▶ What is needed
Quote, without any change, the line that contains "the white countertop" and all lines that follow it to the end of the data below.

Stored items:

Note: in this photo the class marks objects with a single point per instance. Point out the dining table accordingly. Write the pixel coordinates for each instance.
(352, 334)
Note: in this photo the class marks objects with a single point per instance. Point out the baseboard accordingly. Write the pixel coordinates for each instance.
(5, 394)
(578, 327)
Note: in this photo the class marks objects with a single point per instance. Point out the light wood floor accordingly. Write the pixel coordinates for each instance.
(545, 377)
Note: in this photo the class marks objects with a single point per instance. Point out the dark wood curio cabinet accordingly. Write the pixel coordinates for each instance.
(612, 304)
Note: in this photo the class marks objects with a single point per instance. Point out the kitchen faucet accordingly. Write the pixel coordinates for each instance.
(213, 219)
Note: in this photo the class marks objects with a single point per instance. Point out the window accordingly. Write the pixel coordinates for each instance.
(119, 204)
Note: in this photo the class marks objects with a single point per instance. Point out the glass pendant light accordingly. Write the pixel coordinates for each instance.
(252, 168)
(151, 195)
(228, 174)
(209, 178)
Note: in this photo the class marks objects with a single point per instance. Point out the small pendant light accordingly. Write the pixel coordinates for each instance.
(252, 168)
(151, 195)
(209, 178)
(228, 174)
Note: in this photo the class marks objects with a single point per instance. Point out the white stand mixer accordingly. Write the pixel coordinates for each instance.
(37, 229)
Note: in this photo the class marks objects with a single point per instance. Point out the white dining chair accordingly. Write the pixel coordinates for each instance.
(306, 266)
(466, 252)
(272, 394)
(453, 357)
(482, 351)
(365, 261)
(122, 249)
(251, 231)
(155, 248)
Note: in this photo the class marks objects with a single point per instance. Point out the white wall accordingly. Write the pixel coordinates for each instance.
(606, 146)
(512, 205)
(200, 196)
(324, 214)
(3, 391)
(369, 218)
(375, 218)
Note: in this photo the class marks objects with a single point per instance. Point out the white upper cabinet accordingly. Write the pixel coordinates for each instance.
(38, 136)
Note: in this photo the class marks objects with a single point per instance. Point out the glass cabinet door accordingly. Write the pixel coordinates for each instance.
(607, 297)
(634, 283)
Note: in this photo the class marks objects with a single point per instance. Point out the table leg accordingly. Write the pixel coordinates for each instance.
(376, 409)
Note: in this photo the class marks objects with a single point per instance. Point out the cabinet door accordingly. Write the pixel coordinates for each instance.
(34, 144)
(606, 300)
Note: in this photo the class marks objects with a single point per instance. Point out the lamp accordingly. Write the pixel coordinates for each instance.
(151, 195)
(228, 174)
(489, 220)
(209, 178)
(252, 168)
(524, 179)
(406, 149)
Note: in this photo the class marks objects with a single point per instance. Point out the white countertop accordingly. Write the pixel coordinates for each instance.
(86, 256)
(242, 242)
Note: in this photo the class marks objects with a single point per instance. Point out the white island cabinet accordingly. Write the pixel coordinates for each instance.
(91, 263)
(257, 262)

▶ Task answer
Note: in this photo the class marks objects with a single point per instance. Point out the white countertop accordingly. Write the pixel coordinates for each instance.
(86, 256)
(242, 242)
Note: in this photo the class marks objects with a single point per instance. Point out the white island cabinet accordingly. Write the pixel coordinates for each instance.
(91, 263)
(257, 262)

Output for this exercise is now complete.